## BAGIAN DOKUMEN

PARIVARTA
KE EMPAT
sarvadharmalakṣaṇa
[Sub:Guṇākara]
Bhagavan, ketika Anda mengatakan bahwa para Bodhisattva fasih dalam
karakteristik dari fenomena (dharmalakṣaṇakuśalā) , apa
maksud Bhagavan mengatakan bahwa Bodhisattva
bijaksana sehubungan dengan karakter dari
fenomena dan bagaimana para Bodhisattva
dikatakan fasih dalam karakteristik dari fenomena ?
[0693a11] Bhagavan menjawab pertanyaan Bodhisattva Guṇākara:
Guṇākara , Niat anda dalam
mengajukan pertanyaan ini kepada
Tathagata sungguh baik anda mengajukan
pertanyaan ini demi memberikan berkah dan kebahagiaan untuk semua makhuk
hidup. Anda selalu bersimpati terhadap
semua tataran kehidupan ini dan
mengajukan pertanyaan ini demi kesejahteraan, manfaat, dan kebahagiaan
dari semua makhluk hidup termasuk para
dewa dan manusia. . (evam evatvaṃ guṇākara bahujanahitāya bahujanasukhāya lokānukaṃpayā arthāya hitāya sukhāya sadevamanuṣyaprajānām ) Sādhu . Sādhu.
Guṇākara, dengarkan dengan
baik baik , Saya akan menguraikan kepada
anda bagaimana para Bodhisattva
dikatakan fasih dalam karakteristik dari fenomena dan apa yang dimaksud dengan
karakteristik dari fenomena.
[0693a15]Guṇākara , ada tiga karakteristik dari fenomena
(trini dharmalakṣaṇani) , Apakah ketiga jenis [ karakteristik ] ini
? Ketiga karakteristik dari fenomena
tersebut adalah karakteristik imajiner (parikalpitalakṣaṇa) , karakteristik keterkaitan dengan lainnya (paratantralakṣaṇa) , dan karakteristik
mapan dengan sempurna (pariniṣpannalakṣaṇa)

## DATA YANG DIBERIKAN
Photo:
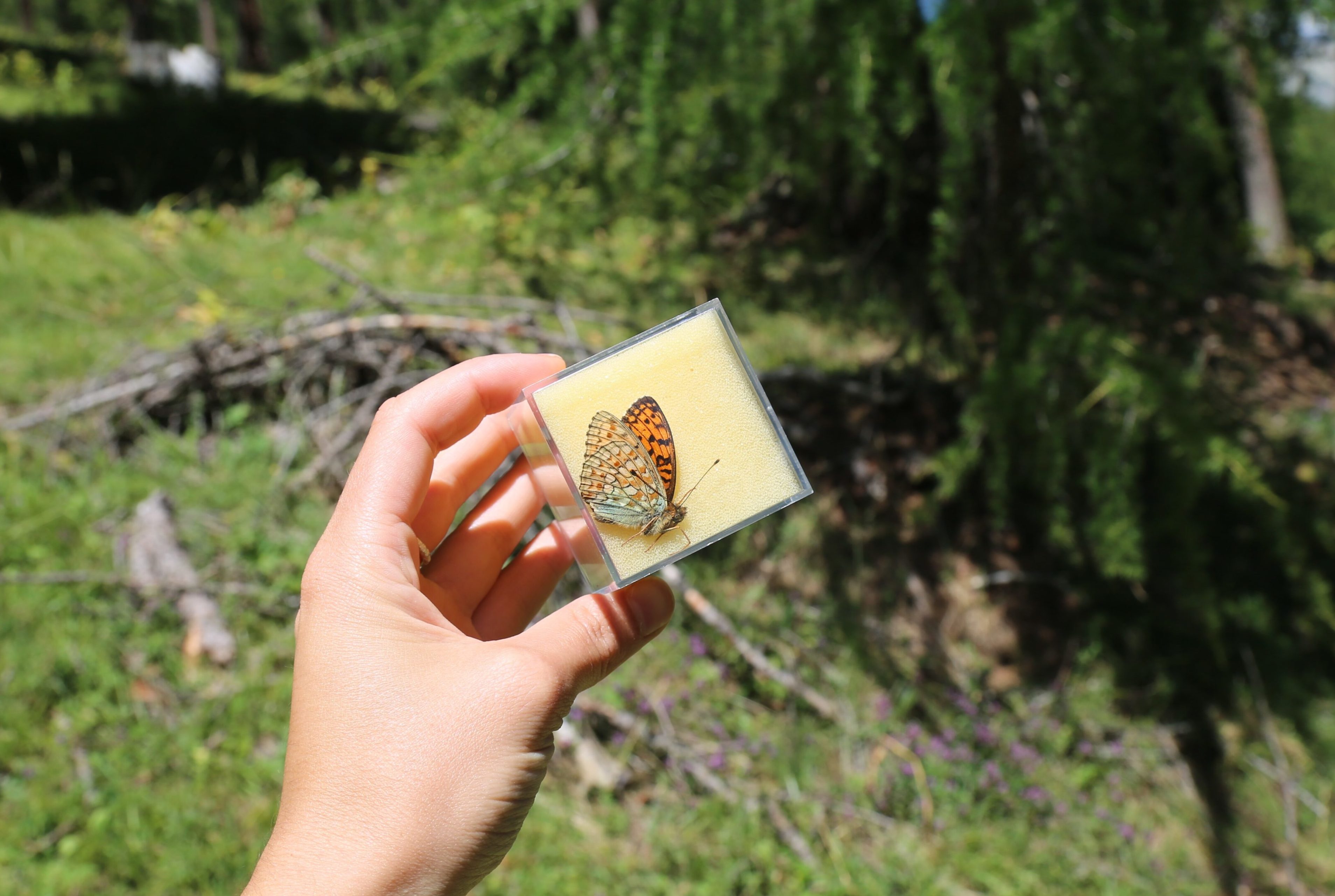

## TINDAKAN YANG DIPERLUKAN
[a] Terjemahkan ke dalam bahasa Inggris kalimat berikut dari bagian dokumen: "Anda selalu bersimpati terhadap semua tataran kehidupan ini dan mengajukan pertanyaan ini demi kesejahteraan, manfaat, dan kebahagiaan dari semua makhluk hidup termasuk para dewa dan manusia."
[b] Ringkaslah bagian dokumen tentang karakteristik fenomena dalam dua kalimat.
[c] Kembalikan kutipan dari bagian dokumen tanpa perubahan, mulai dari "Guṇākara, dengarkan dengan" dan berakhir pada "dengan sempurna (pariniṣpannalakṣaṇa)".

## HASIL TUGAS
[a] You are always sympathetic toward all these realms of existence and ask this question for the welfare, benefit, and happiness of all living beings, including gods and humans.

[b] Bodhisattva Guṇākara bertanya kepada Bhagavan bagaimana para Bodhisattva dikatakan fasih dalam karakteristik dari fenomena, dan Bhagavan memuji pertanyaan itu karena diajukan demi kesejahteraan dan kebahagiaan semua makhluk hidup. Bhagavan lalu menyatakan bahwa ada tiga karakteristik dari fenomena, yaitu karakteristik imajiner, karakteristik keterkaitan dengan lainnya, dan karakteristik mapan dengan sempurna.

[c]
Guṇākara, dengarkan dengan
baik baik , Saya akan menguraikan kepada
anda bagaimana para Bodhisattva
dikatakan fasih dalam karakteristik dari fenomena dan apa yang dimaksud dengan
karakteristik dari fenomena.
[0693a15]Guṇākara , ada tiga karakteristik dari fenomena
(trini dharmalakṣaṇani) , Apakah ketiga jenis [ karakteristik ] ini
? Ketiga karakteristik dari fenomena
tersebut adalah karakteristik imajiner (parikalpitalakṣaṇa) , karakteristik keterkaitan dengan lainnya (paratantralakṣaṇa) , dan karakteristik
mapan dengan sempurna (pariniṣpannalakṣaṇa)